Page excerpt ->
Suppose you are given two 1-L flasks and told that one contains a gas of molar mass 30 , the other a gas of molar mass 60 , both at the same temperature. The pressure in flask \(\mathrm{A}\) is \(\mathrm{X} \mathrm{atm}\), and the mass of gas in the flask is \(1.2 \mathrm{~g}\). The pressure in flask B is \(0.5 \mathrm{X} \mathrm{atm}\), and the mass of gas in that flask is \(1.2 \mathrm{~g}\). Which flask contains gas of molar mass 30 , and which contains the gas of molar mass 60 ?

Short Answer

Expert verified
Flask A contains the gas with a molar mass of 30 and flask B contains the gas with a molar mass of 60, as there are twice as many moles in flask A compared to flask B.

Step by step solution

01

1. Calculate the moles of gases for flask A and flask B using the Ideal Gas Law

As we know the mass, molar mass, and pressure of both gases, we can calculate the moles of gas using the formula: n = mass / molar mass For flask A: Pressure P = X atm M = 1.2 g For flask B: Pressure P = 0.5*X atm M = 1.2 g As we don’t know the molar mass yet, we denote this as Molar_mass_A for flask A and Molar_mass_B for flask B. Now we can use the Ideal Gas Law to determine the moles. For flask A: \(n_A = 1.2 / \text{Molar_mass_A}\) For flask B: \(n_B = 1.2 / \text{Molar_mass_B}\)

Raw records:

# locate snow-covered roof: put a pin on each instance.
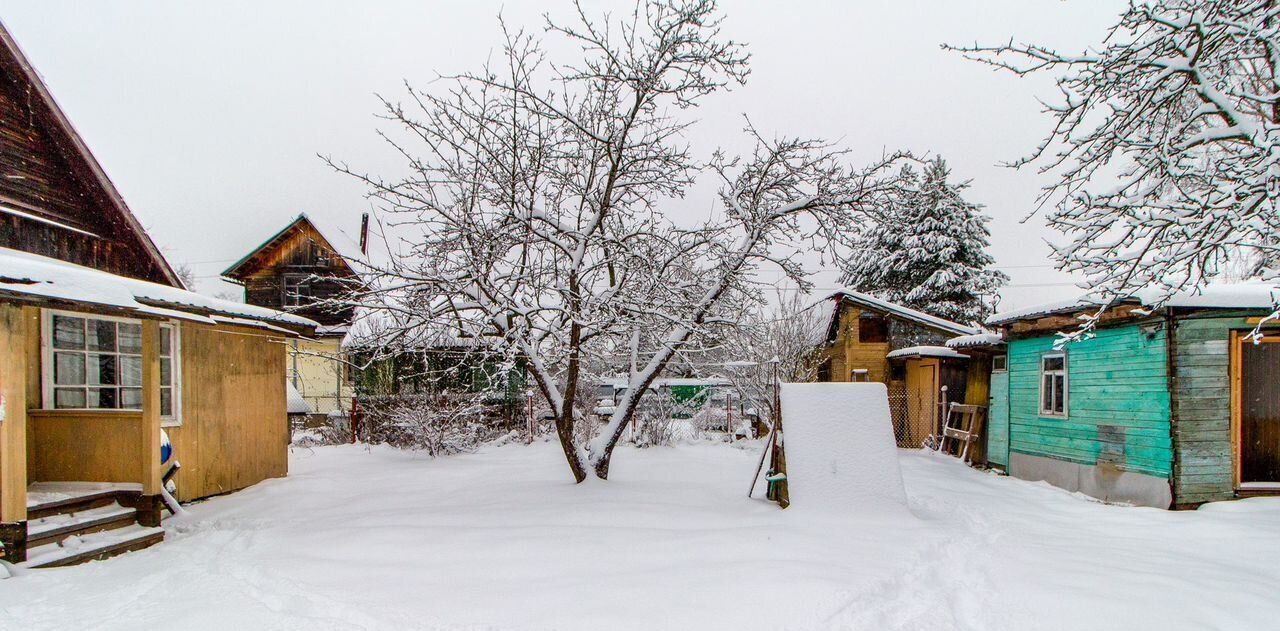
(977, 339)
(897, 310)
(1251, 295)
(621, 382)
(27, 275)
(926, 351)
(295, 403)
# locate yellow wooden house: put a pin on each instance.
(106, 361)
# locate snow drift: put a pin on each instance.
(840, 449)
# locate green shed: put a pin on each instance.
(1168, 407)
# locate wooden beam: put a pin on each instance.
(13, 428)
(150, 426)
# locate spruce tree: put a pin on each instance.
(929, 251)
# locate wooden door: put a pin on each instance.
(922, 403)
(1258, 412)
(997, 420)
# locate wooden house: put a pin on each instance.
(1166, 407)
(301, 271)
(869, 339)
(103, 352)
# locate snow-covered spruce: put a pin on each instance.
(929, 250)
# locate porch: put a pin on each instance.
(78, 484)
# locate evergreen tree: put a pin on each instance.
(929, 252)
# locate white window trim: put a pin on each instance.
(174, 420)
(46, 365)
(1066, 389)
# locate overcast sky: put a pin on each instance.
(209, 117)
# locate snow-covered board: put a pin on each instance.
(840, 449)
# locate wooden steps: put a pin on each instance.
(77, 522)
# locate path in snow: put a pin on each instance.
(384, 539)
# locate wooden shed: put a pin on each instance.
(869, 339)
(103, 352)
(1169, 407)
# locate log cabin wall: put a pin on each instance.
(50, 202)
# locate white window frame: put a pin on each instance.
(1066, 391)
(46, 369)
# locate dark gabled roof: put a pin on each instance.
(237, 270)
(874, 303)
(13, 60)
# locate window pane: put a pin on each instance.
(131, 398)
(103, 398)
(68, 369)
(131, 338)
(68, 332)
(101, 335)
(131, 370)
(69, 397)
(103, 370)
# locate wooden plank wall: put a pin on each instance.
(1202, 398)
(1119, 405)
(234, 430)
(846, 353)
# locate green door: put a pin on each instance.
(997, 415)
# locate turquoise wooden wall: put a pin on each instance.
(1118, 407)
(997, 420)
(1202, 398)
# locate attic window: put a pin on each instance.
(872, 329)
(297, 291)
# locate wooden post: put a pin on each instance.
(13, 433)
(150, 429)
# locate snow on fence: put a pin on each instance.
(841, 456)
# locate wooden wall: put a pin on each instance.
(234, 430)
(1202, 399)
(45, 177)
(233, 434)
(848, 353)
(1118, 408)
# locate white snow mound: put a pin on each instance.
(840, 449)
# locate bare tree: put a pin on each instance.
(533, 210)
(1165, 145)
(780, 343)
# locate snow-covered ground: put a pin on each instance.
(385, 539)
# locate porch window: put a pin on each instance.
(297, 289)
(95, 362)
(1054, 384)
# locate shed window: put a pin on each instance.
(297, 289)
(999, 362)
(1054, 384)
(872, 329)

Required actions ->
[1] Set down the passage of the flask problem word for word, starting with "Short Answer" and going on through "to flask B.".
[2] According to the short answer in the flask problem, which flask holds the gas with a molar mass of 60?

The answers ->
[1]
Short Answer

Expert verified
Flask A contains the gas with a molar mass of 30 and flask B contains the gas with a molar mass of 60, as there are twice as many moles in flask A compared to flask B.

[2] Flask B.